Live album by Russell Morris
- Released: 6 October 2023
- Recorded: 4 July 2023
- Venue: Hamer Hall, Melbourne
- Label: Ambition
- Producer: Michael Cristiano

Russell Morris chronology
| Ghost Legends (2023) | The Real Thing: Symphonic Concert (2023) |  |

= The Real Thing: Symphonic Concert =

The Real Thing: Symphonic Concert is a live album by Australian singer-songwriter Russell Morris, released on 2×CD on 6 October, on 2×LP on 3 November 2023 and on DVD on 5 July 2024. It was recorded on 4 July 2023 at Hamer Hall, Melbourne, and announced on 10 July.

Upon announcement, Morris said "Performing my songs in front of 65 musicians in July was a career highlight that I could never have imagined. David Hirschfelder has done a spectacular job turning my songs into orchestral arrangements, they sound truly amazing."

At the AIR Awards of 2024, the album was nominated for Best Independent Classical Album or EP.

==Background==
In April 2023, Morris announced two planned performances with symphony orchestras; one at the Sydney Opera House and one at Hamer Hall, Melbourne on 2 and 4 July 2023. The performances were scored by David Hirschfelder with Morris accompanied with a 54-piece orchestra and a 10-member band. The concerts were produced by Australian independent producer Phil Bathols.

▶ _SUPPLIED RECORDS_
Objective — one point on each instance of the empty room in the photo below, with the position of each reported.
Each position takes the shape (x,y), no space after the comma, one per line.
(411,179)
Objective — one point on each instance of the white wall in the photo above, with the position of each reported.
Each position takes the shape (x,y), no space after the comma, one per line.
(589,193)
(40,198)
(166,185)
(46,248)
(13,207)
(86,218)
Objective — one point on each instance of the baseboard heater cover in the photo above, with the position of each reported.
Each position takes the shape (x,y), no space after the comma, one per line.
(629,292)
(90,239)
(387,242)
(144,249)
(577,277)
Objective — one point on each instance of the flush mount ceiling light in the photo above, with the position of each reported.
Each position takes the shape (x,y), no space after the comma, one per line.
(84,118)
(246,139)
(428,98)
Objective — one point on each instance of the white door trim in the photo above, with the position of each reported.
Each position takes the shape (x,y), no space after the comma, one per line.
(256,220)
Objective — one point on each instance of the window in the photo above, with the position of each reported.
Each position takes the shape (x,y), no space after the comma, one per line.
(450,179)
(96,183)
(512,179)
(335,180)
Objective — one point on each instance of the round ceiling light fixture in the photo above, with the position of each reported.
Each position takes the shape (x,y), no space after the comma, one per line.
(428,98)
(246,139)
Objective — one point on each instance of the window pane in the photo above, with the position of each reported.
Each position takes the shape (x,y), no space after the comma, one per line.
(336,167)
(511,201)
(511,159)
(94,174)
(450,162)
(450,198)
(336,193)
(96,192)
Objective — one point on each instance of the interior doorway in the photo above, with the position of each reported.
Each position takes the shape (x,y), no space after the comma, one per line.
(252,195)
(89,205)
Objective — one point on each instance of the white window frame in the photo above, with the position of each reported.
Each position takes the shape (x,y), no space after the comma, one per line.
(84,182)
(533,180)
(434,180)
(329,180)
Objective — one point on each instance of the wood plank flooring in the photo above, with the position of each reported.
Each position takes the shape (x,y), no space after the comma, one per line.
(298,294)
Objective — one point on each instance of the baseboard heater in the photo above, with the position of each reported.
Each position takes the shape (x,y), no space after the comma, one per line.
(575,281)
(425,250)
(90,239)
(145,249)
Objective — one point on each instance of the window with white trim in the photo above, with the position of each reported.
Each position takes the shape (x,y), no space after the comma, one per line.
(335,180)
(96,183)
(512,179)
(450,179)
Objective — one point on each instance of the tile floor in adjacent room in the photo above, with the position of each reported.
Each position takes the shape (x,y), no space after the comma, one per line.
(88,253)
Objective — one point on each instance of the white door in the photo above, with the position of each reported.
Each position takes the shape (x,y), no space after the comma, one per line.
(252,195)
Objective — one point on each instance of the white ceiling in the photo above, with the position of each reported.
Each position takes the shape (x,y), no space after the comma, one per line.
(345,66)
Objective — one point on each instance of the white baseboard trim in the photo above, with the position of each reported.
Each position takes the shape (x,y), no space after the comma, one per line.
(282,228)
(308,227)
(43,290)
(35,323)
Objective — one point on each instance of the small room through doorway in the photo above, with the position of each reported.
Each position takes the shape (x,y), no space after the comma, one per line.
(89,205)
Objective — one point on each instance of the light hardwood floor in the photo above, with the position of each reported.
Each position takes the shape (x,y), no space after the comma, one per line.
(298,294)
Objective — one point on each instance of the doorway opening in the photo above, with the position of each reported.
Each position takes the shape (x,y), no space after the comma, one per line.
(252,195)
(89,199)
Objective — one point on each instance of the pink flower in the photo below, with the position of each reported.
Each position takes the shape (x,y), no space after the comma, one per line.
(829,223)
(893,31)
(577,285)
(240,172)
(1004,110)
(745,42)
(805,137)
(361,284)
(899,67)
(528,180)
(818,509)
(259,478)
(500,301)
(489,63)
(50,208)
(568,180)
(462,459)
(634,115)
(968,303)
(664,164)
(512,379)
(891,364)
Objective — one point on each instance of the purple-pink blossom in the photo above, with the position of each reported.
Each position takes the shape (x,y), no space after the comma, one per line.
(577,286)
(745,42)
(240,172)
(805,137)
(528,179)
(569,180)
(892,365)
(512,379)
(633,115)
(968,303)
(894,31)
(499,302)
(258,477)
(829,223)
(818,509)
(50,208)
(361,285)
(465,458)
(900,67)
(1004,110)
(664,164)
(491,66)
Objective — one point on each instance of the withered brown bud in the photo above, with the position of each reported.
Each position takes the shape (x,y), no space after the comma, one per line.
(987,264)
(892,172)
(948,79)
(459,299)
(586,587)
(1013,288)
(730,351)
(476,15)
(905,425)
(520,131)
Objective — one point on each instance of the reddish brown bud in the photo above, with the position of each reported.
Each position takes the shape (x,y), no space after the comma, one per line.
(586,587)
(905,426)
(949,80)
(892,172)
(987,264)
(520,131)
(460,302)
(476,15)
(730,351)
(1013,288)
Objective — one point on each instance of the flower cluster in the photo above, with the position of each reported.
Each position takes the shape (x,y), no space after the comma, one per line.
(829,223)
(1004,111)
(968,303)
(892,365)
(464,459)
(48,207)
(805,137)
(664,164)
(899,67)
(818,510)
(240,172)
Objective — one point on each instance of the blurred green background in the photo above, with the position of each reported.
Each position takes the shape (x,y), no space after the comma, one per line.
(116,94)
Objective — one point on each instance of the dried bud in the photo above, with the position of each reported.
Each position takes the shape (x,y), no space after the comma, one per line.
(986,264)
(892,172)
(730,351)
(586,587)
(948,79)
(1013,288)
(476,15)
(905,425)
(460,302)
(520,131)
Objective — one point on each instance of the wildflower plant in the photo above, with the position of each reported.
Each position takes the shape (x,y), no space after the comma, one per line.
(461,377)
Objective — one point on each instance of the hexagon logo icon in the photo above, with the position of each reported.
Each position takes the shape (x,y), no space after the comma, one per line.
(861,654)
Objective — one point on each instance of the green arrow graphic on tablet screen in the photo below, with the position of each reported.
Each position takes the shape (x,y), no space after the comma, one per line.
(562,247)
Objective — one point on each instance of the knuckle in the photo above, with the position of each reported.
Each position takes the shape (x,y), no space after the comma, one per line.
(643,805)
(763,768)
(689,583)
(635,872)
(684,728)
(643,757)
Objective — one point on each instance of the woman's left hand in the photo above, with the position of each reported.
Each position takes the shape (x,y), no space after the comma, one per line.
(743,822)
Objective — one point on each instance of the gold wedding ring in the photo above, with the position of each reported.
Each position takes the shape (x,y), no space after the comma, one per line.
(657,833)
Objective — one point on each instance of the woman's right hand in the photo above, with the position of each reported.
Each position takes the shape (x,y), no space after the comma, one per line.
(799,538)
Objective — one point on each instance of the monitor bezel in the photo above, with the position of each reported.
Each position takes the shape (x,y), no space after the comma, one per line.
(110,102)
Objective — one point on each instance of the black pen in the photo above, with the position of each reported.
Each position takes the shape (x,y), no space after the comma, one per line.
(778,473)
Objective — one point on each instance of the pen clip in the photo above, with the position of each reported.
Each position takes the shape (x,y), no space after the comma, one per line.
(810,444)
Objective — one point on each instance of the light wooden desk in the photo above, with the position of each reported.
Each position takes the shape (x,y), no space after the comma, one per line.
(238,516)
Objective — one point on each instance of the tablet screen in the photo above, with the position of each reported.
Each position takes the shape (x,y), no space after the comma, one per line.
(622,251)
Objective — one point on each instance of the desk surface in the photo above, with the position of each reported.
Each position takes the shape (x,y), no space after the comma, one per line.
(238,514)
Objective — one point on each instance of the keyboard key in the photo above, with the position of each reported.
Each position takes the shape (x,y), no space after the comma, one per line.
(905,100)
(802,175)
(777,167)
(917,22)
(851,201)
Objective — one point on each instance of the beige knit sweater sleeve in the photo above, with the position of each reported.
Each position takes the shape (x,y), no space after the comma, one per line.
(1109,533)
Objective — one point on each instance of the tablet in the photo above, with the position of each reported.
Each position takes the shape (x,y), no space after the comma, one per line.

▶ _DIRECTIONS_
Can you print everything from "The Real Thing: Symphonic Concert is" down to "Album or EP." in the above text on the Russell Morris live album, word for word?

▶ _REPLY_
The Real Thing: Symphonic Concert is a live album by Australian singer-songwriter Russell Morris, released on 2×CD on 6 October, on 2×LP on 3 November 2023 and on DVD on 5 July 2024. It was recorded on 4 July 2023 at Hamer Hall, Melbourne, and announced on 10 July.

Upon announcement, Morris said "Performing my songs in front of 65 musicians in July was a career highlight that I could never have imagined. David Hirschfelder has done a spectacular job turning my songs into orchestral arrangements, they sound truly amazing."

At the AIR Awards of 2024, the album was nominated for Best Independent Classical Album or EP.